- _AUFGABE A_
Zählen Sie, wie viele Zeilen der unten stehenden Liste die Zeichenfolge "dirt" enthalten, wobei Groß- und Kleinschreibung zu beachten ist. Geben Sie ausschließlich diese Zahl an.

===== TEXTABSCHNITT =====

Mit knapp über einem halben Dutzend Filmen hat sich Mia Hansen-Løve zu einer festen Institution des Kinos der bourgeoisen Belanglosigkeit entwickelt. Ihr jüngstes Werk ist eine weitere dieser gemächlichen Geschichten von Menschen, deren gewöhnliche Alltagssorgen als hochdramatische Probleme herhalten, weil echte Probleme in ihrem materialistischen Mikrokosmos nicht existieren. Ansehnliche Vertreter:innen des gut betuchten Bildungsbürgertums bewegen sich durch schöne Landschaften und Städte wie Paris, wo Sandra (Léa Seydoux) lebt. Sie ist alleinerziehend, aber ohne die Geldsorgen, Zeitnot und Überlastung. Tochter Linn (Camille Leban Martins) ist rein dekorativ, genau wie die Tränen, die der privilegierten Protagonistin andauernd über die Wangen kullern.

===== EINGABE =====

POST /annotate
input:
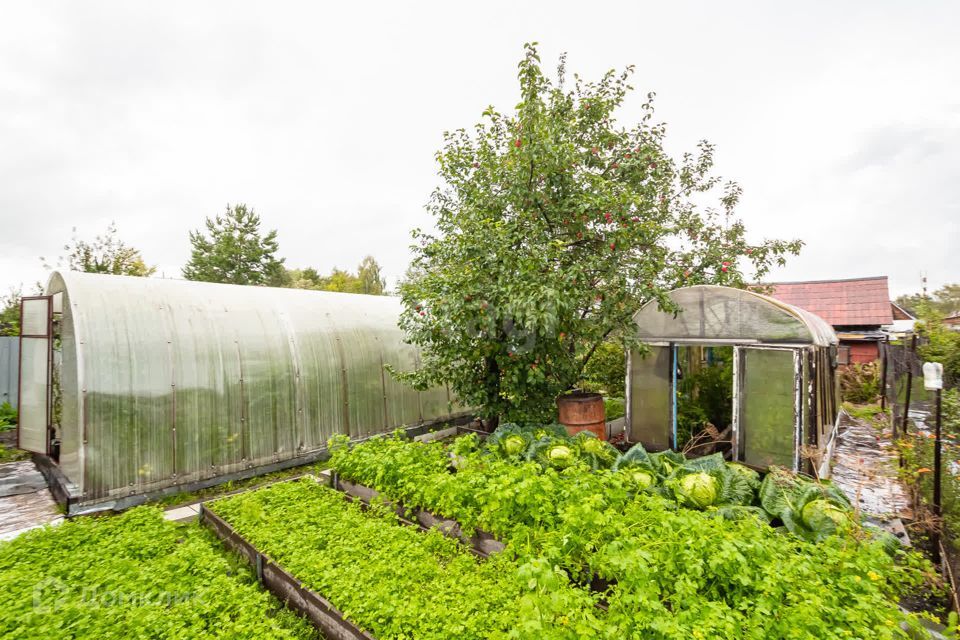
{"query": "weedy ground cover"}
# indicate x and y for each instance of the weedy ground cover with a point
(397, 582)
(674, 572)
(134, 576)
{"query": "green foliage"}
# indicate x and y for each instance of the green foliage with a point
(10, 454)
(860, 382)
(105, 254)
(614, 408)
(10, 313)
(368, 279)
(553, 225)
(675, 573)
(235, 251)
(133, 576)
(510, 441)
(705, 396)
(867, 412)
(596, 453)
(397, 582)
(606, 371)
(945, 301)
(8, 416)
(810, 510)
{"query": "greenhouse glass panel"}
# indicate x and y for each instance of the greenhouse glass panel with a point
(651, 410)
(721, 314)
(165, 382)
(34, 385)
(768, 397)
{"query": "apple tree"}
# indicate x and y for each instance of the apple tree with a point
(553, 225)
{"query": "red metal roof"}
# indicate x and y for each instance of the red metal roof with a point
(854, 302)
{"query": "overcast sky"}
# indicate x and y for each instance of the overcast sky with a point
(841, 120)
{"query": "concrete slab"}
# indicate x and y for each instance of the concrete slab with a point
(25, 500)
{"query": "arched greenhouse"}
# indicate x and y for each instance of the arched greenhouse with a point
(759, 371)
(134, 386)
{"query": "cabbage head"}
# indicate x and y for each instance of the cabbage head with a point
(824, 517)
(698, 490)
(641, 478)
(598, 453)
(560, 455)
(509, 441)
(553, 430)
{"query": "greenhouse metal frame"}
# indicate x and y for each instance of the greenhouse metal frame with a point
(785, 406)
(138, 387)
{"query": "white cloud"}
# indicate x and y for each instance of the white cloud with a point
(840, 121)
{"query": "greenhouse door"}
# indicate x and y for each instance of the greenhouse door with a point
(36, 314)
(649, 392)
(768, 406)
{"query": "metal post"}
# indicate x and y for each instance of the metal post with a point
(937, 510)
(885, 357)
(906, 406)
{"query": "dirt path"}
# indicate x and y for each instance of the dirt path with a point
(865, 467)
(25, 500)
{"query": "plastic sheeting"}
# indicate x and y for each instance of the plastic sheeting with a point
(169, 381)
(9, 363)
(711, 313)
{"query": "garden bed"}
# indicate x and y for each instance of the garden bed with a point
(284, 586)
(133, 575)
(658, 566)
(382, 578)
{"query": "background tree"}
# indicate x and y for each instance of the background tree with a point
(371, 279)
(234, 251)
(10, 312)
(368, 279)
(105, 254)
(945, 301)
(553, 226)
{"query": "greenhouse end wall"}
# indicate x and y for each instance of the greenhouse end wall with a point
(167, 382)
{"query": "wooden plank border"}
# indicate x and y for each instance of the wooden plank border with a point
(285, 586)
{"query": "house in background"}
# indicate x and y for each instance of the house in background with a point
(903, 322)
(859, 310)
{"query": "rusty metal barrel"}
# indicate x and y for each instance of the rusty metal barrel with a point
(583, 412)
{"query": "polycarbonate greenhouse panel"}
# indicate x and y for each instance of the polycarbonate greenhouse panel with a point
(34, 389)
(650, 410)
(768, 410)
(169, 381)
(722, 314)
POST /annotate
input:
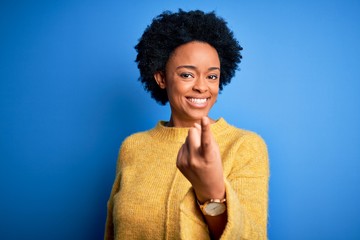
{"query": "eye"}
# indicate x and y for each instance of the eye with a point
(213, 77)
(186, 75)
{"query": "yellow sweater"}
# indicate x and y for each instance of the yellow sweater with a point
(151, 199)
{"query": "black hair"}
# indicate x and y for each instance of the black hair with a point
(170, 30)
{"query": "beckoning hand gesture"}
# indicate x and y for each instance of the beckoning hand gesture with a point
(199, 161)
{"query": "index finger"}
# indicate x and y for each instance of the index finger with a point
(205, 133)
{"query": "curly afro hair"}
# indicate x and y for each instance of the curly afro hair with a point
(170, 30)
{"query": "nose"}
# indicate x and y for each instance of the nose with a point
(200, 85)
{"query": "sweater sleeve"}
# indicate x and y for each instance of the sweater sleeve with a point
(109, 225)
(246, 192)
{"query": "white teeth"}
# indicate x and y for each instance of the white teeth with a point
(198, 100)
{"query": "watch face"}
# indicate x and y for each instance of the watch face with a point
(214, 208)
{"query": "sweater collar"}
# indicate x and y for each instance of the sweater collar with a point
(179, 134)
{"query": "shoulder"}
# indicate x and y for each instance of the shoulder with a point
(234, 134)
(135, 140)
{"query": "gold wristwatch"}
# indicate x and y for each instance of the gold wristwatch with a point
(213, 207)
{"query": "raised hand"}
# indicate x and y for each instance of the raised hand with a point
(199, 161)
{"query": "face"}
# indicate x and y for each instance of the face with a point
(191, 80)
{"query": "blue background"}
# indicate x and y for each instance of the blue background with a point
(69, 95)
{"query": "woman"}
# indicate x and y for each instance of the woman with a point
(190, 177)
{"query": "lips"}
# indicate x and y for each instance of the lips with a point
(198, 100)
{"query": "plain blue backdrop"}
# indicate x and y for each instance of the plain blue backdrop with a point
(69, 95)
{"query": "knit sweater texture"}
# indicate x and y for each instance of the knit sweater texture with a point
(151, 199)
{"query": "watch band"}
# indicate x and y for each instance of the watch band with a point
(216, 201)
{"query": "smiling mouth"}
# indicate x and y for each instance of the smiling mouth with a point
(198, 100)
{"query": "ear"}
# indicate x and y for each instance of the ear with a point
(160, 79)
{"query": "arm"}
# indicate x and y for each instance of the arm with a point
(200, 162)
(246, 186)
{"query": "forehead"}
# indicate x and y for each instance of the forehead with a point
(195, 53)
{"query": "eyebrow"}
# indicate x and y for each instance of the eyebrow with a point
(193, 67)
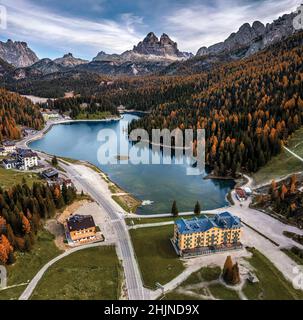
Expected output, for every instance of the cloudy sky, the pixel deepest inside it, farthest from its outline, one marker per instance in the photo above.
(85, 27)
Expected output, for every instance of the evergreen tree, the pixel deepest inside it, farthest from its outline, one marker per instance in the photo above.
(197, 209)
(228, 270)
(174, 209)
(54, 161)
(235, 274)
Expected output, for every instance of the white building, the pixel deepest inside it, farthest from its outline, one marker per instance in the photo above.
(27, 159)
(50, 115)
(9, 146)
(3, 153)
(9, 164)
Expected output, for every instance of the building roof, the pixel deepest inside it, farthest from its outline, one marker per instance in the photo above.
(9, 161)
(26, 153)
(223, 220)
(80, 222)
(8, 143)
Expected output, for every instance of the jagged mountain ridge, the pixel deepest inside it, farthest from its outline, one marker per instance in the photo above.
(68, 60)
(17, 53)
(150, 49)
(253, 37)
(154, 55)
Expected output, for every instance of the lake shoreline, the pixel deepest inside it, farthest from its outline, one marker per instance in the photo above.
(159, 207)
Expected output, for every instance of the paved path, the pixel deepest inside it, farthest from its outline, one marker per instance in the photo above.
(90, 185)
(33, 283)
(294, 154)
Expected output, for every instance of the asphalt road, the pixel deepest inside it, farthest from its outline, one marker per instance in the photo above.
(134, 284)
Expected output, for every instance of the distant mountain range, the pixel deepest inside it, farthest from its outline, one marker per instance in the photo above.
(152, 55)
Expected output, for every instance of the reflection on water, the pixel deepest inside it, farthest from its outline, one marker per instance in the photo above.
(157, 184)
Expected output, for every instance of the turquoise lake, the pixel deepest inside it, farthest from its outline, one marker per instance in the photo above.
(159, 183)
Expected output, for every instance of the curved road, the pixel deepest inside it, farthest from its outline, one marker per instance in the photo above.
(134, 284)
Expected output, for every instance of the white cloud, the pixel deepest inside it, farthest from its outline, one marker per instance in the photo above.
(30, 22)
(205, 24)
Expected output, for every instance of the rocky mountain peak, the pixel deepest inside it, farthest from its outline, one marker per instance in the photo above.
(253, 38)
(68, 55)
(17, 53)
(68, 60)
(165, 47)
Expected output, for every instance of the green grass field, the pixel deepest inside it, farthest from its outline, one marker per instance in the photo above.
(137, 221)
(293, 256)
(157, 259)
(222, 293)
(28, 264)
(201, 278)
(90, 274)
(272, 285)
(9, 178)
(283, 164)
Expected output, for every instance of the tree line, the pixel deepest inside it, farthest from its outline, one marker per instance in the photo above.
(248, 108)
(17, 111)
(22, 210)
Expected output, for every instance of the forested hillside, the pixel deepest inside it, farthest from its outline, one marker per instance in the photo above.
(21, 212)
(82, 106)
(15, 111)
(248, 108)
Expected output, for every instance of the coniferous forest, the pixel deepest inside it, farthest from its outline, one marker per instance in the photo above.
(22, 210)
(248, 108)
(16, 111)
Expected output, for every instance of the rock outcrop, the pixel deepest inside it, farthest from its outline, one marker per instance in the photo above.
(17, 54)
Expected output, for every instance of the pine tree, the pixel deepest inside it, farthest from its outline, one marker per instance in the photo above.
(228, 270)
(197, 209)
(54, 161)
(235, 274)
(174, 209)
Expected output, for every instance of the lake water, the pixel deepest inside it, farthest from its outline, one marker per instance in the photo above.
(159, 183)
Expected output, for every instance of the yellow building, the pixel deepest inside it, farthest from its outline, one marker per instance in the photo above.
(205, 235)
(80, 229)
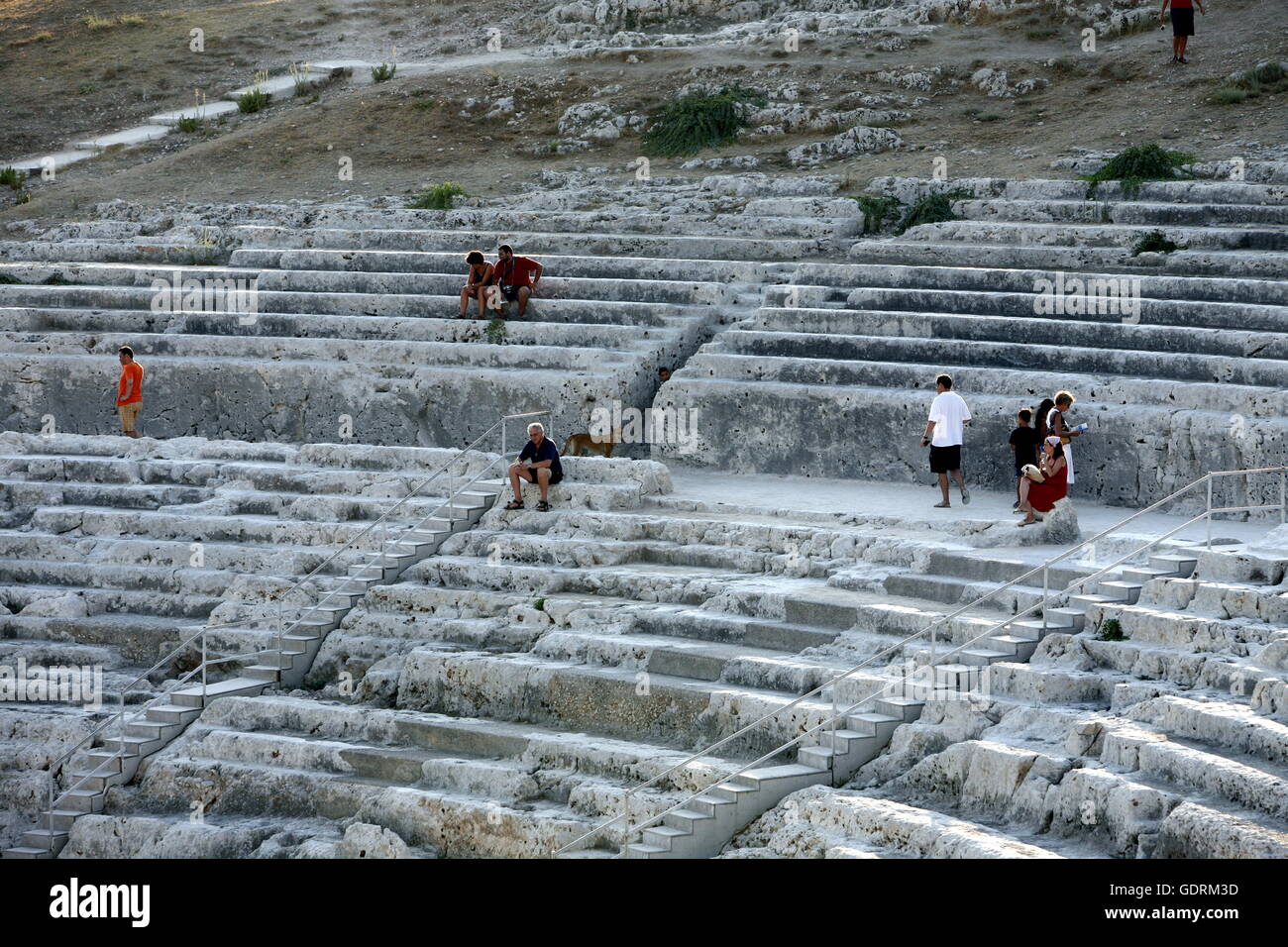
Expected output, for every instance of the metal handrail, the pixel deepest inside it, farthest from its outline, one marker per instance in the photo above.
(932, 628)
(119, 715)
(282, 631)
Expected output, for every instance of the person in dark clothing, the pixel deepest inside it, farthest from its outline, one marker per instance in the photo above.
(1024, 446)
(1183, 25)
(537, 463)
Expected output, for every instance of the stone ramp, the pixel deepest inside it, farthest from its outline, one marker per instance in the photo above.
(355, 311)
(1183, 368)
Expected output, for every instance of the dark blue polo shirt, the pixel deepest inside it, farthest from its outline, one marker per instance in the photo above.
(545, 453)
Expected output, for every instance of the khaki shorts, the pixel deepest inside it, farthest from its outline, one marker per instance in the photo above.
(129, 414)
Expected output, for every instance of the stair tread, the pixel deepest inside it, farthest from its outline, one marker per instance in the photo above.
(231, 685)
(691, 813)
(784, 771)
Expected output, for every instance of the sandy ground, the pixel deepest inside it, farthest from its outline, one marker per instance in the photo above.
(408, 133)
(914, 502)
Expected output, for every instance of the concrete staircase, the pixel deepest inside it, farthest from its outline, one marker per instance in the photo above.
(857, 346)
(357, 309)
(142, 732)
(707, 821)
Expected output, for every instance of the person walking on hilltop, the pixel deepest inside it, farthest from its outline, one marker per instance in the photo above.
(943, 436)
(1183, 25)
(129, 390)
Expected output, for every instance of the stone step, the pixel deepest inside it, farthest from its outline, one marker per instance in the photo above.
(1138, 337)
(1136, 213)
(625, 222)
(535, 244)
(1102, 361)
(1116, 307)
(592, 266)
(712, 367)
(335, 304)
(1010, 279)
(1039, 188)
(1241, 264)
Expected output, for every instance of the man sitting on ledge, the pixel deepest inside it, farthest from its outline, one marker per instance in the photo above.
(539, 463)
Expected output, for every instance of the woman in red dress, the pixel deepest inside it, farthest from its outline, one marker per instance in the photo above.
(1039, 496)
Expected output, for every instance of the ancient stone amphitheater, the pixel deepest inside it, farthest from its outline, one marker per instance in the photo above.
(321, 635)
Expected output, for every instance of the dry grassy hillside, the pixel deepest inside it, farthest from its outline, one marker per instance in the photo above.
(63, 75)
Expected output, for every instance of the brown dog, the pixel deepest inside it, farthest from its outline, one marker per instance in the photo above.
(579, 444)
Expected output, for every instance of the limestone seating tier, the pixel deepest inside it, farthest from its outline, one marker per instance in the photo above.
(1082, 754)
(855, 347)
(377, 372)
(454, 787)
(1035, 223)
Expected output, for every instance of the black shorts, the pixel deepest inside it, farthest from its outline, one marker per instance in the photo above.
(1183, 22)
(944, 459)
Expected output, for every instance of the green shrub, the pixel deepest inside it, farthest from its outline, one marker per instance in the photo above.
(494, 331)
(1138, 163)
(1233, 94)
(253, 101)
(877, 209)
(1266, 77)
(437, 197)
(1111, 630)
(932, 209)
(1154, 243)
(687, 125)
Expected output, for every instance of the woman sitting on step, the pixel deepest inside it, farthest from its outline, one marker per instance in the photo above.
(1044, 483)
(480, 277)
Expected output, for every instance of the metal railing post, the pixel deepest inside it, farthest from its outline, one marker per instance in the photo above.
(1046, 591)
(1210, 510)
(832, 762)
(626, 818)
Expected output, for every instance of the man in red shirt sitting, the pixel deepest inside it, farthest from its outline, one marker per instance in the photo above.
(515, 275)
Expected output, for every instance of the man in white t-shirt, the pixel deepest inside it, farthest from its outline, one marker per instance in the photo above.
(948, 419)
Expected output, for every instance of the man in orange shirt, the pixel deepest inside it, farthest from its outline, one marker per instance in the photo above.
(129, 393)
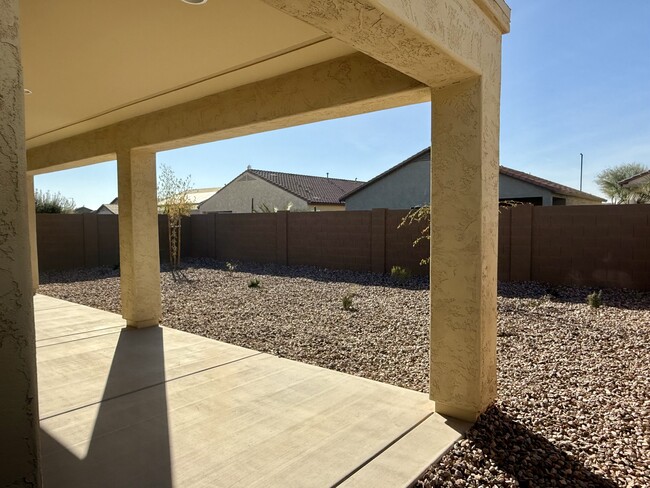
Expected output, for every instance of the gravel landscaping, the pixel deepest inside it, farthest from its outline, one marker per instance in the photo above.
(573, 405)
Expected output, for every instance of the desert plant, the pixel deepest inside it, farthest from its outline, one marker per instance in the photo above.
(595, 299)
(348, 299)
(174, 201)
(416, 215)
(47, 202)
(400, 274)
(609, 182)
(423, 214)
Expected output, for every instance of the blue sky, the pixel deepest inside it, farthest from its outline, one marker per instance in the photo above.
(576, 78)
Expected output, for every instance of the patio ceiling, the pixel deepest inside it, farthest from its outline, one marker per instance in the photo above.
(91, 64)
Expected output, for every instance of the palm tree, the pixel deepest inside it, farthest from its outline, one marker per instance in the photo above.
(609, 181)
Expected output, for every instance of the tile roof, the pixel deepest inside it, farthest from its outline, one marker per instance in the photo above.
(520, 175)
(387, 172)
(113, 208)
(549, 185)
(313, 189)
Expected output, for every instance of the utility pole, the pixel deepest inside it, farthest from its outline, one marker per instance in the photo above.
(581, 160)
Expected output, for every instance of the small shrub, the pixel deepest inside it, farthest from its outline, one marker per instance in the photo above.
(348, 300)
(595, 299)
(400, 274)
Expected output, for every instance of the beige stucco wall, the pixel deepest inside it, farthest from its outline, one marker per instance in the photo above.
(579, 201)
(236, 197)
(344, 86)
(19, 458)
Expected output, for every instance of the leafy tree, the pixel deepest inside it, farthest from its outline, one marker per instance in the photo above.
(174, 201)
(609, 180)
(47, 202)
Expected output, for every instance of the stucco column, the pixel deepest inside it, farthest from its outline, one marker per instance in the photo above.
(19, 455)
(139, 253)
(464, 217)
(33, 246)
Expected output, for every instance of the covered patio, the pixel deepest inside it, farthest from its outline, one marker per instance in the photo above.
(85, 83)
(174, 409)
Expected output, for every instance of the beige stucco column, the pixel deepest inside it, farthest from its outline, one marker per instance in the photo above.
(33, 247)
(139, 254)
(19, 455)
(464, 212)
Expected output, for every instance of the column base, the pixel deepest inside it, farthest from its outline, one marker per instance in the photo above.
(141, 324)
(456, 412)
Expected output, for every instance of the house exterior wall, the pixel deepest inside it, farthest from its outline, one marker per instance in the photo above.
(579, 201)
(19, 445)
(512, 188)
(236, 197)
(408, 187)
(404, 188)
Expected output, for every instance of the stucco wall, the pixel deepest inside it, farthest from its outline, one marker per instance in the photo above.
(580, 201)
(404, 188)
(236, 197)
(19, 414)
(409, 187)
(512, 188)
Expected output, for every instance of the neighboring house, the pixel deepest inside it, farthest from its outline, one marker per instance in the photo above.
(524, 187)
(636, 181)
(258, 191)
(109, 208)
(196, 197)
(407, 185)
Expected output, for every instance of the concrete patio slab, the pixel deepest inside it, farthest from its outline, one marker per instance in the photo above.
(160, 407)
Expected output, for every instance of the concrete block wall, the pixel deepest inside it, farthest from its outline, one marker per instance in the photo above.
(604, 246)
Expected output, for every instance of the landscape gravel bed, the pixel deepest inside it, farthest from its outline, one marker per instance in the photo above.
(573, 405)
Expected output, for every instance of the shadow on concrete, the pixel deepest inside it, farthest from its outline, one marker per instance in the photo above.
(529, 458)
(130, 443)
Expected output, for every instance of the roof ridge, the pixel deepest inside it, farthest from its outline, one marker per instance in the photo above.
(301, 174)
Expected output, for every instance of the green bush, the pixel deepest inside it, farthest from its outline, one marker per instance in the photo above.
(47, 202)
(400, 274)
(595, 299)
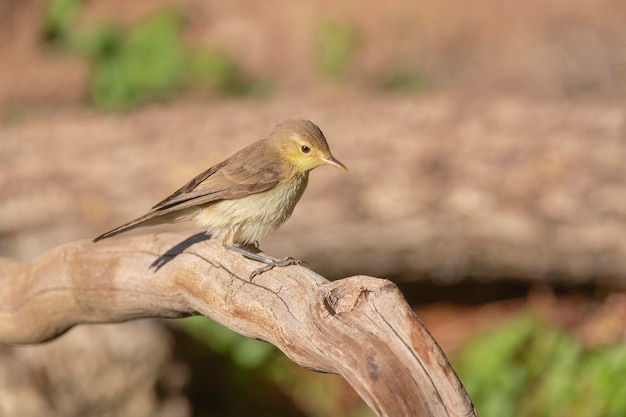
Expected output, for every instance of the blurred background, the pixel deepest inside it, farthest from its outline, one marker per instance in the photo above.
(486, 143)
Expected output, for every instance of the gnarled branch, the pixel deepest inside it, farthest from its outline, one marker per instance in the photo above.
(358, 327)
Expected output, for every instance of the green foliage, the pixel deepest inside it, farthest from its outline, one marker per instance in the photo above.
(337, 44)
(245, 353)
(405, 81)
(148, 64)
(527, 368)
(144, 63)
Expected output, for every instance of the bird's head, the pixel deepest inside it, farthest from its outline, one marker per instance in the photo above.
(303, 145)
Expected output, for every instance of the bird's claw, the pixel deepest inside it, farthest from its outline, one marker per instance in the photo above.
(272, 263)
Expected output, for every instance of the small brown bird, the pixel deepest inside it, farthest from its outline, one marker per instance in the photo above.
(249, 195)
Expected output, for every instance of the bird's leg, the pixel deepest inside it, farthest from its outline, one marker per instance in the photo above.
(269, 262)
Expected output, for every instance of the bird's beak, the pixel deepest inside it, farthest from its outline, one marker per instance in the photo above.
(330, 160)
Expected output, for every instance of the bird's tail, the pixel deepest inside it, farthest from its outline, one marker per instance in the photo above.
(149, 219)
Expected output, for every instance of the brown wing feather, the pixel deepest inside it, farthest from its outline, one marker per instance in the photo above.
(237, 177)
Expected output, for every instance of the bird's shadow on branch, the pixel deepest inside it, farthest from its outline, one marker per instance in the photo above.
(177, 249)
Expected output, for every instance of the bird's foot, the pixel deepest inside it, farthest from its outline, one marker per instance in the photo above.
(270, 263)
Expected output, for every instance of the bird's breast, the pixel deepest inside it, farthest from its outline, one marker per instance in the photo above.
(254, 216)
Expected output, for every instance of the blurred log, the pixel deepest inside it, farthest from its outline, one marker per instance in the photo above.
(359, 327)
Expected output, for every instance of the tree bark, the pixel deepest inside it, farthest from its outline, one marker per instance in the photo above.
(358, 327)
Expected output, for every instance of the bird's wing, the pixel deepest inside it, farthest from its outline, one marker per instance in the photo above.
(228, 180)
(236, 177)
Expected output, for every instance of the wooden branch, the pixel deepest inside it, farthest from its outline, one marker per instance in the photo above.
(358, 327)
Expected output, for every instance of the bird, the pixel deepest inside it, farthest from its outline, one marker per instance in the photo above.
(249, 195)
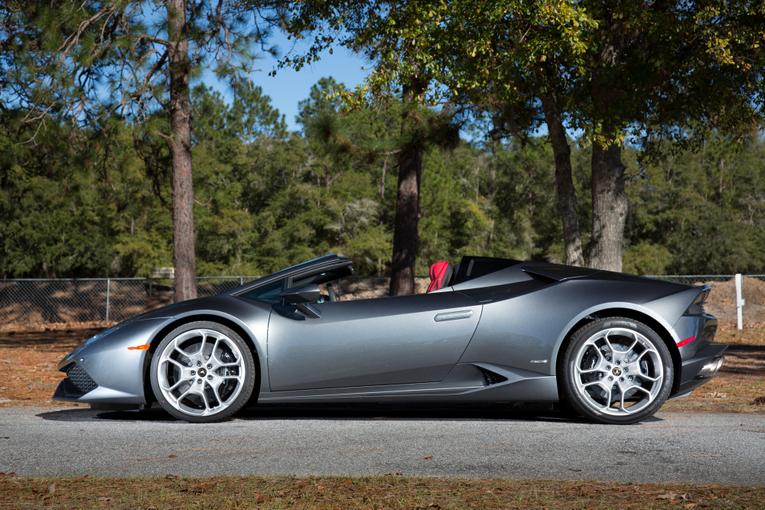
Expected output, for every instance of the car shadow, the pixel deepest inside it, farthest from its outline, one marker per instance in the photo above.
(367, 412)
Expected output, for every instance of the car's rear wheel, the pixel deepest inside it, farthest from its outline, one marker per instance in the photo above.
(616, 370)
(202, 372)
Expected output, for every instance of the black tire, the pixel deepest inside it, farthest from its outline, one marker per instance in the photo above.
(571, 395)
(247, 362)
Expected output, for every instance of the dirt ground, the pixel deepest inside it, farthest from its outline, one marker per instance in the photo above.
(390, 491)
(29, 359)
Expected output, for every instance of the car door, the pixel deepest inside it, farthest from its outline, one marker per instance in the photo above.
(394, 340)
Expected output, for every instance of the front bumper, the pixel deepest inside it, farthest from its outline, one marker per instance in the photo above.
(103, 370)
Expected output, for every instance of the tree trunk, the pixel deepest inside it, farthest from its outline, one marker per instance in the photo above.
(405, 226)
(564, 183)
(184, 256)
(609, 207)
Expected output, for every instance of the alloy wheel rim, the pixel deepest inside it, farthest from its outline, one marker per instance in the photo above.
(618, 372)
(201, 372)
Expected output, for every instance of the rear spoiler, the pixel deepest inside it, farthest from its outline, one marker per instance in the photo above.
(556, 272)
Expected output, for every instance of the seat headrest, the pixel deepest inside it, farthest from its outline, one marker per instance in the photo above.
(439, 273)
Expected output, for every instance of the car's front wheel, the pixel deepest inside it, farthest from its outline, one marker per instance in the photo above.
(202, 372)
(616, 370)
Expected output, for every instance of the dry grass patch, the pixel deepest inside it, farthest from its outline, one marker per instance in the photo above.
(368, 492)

=====

- _AUFGABE B_
Führen Sie die obige Filmkritik zum jüngsten Werk von Mia Hansen-Løve im Anschluss an ihren letzten Satz fort.

- _ERWARTETE LÖSUNG A_
3

- _ERWARTETE LÖSUNG B_
Wenn ihr verheirateter Lover Clément (Melvil Poupaud) sie per SMS versetzt, weil er sich nicht zwischen Gattin und Geliebter entscheiden will. Wenn eine ehemalige Studentin ihres Vaters Georg (Pascal Greggory), der wegen eines Nervenleidens ins Pflegeheim ziehen muss, nach ihm fragt. Wenn der verwirrte Georg sich mehr über den Besuch seiner Partnerin freut als über ihren. Wenn im Heim ein alter Chanson gesungen wird. Ansonsten schlendert sie mit Clément im Sonnenschein, liegt nackt in seinen Armen und löst mit Mutter (Nicole Garcia) und Schwestern Georgs Wohnung auf. So vergeht ein Jahr des elitären Ennui, das sich im Kino anfühlt wie zehn.
- OT: Un Beau Matin
- Director: Mia Hansen-Løve
- Screenplay: Mia Hansen-Løve
- Country: France
- Year: 2022
- Running Time: 112 min.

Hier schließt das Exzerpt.